#### [BRIEF]
From the line containing "the white wire bicycle basket" down to the last line of the records below, copy every line exactly. Leave out everything before it.
_ _ _ _ _
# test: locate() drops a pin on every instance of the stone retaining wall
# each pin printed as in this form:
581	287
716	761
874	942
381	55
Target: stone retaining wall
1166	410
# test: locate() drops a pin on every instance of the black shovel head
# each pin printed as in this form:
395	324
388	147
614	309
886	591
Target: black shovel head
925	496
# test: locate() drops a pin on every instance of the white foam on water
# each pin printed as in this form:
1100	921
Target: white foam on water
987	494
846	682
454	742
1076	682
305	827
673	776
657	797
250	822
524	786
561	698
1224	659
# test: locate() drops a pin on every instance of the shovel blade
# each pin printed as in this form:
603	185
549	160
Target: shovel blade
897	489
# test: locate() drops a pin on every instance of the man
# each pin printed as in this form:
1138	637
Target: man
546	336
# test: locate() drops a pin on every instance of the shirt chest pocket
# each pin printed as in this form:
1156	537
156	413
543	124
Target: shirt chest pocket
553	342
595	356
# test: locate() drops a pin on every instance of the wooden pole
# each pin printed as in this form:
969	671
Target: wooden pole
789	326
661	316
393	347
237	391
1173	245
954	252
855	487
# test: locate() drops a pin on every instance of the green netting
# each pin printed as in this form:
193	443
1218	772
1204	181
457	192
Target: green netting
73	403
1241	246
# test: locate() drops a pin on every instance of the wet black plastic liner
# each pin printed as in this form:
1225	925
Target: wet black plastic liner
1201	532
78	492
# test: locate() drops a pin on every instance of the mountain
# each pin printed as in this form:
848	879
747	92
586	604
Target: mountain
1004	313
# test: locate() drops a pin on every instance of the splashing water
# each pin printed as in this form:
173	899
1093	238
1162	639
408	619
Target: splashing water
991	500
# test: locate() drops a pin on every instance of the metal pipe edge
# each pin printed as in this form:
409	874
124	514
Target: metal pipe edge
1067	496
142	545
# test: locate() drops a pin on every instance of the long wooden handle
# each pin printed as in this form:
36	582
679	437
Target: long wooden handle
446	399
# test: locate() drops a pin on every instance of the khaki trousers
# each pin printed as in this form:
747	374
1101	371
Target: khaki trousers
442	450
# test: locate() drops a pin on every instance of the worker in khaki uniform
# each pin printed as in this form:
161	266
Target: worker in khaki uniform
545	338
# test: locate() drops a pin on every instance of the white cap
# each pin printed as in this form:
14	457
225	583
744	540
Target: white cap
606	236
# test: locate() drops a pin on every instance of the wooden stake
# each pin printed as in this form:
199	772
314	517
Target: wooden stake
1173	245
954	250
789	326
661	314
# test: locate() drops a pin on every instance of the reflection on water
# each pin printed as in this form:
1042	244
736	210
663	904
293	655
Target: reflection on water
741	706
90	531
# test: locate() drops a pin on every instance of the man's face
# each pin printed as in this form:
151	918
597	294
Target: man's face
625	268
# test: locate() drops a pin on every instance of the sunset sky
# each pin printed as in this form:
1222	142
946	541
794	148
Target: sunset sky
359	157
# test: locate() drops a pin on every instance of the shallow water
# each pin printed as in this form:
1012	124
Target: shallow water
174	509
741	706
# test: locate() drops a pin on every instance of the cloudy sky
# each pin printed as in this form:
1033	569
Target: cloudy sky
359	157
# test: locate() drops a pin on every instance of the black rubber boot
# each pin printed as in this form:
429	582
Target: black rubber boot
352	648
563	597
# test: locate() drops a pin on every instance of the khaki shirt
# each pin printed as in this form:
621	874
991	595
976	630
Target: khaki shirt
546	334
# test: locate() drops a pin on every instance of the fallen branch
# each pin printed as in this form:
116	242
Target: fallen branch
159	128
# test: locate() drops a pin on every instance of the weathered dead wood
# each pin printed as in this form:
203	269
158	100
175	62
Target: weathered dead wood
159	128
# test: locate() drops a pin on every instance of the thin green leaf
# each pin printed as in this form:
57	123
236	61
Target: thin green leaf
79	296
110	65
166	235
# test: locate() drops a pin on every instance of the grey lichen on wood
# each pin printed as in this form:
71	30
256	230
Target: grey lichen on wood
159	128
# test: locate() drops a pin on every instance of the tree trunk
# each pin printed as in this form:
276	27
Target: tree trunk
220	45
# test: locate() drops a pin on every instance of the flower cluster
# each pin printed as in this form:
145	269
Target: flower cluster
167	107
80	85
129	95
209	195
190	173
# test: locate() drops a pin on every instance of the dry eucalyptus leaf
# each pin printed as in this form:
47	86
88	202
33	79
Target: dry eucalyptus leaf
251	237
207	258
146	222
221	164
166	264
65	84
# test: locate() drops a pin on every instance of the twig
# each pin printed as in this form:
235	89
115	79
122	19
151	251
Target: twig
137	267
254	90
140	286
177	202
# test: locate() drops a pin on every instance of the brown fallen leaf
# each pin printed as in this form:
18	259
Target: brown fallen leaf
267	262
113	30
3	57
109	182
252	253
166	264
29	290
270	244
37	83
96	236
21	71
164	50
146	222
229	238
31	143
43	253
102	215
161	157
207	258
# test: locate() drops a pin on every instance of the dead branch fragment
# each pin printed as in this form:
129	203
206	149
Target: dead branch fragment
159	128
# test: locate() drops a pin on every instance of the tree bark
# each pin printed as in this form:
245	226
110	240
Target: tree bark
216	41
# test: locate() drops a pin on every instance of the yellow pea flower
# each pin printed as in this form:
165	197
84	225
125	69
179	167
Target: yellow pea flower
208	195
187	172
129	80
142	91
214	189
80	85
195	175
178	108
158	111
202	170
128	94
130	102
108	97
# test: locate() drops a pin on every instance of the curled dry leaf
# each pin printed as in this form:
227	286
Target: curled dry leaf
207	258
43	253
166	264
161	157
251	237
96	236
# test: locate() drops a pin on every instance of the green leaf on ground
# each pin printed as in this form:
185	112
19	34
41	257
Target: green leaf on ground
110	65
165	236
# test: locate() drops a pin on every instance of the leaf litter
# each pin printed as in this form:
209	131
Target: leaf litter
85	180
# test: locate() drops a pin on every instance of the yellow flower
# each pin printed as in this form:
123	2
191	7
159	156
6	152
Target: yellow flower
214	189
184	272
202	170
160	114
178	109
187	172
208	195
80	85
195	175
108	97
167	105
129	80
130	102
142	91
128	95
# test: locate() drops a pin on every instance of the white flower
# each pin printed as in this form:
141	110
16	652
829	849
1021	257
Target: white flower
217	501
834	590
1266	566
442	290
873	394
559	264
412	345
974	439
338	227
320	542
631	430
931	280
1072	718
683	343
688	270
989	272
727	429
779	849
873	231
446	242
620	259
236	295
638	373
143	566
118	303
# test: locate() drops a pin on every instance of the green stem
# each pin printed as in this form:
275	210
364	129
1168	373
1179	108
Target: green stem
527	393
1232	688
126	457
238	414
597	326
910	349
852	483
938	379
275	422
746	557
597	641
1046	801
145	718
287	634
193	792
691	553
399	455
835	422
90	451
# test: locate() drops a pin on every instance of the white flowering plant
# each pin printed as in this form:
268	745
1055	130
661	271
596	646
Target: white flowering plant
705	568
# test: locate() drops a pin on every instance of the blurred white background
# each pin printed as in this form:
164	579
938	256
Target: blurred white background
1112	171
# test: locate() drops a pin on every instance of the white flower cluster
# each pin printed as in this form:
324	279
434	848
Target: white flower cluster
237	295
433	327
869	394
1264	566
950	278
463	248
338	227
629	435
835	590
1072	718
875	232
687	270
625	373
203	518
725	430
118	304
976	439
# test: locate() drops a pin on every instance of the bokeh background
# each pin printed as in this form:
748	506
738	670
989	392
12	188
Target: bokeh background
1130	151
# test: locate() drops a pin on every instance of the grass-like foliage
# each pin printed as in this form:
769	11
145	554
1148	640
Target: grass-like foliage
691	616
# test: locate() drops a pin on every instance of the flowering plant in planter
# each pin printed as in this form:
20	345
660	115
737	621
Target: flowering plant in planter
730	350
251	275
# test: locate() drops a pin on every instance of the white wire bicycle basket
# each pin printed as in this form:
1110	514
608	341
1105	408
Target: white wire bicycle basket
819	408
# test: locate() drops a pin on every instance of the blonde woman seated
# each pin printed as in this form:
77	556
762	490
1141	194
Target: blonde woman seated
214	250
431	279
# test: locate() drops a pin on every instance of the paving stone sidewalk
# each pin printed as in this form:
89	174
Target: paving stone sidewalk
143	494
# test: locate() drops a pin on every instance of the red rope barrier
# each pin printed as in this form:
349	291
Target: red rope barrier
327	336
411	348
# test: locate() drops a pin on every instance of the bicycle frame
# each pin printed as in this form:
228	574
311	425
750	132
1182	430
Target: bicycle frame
_ _ _ _ _
#### [WRITTEN ANSWER]
# test: locate() drops a pin on every instance of the white wire bicycle basket
# each pin printed as in this form:
1110	514
608	341
1105	408
Target: white wire bicycle basket
819	408
# test: locate() drops a pin on every instance of the blonde woman seated
# each pin printed as in this form:
77	556
762	490
1141	194
Target: blonde woman seated
214	250
431	279
# test: locate() drops a pin on every instance of the paving stone sidewalk
# each pin printed as in this form:
89	174
Target: paving stone sidewalk
143	494
# test: locate() drops a pin on every instance of the red rope barrier
# each pin printed as in this form:
349	291
Target: red rope barrier
327	336
411	348
# test: locate() drops a pin on every instance of the bicycle frame
# each pin printed as in this form:
228	574
311	425
750	132
1182	430
Target: bicycle frame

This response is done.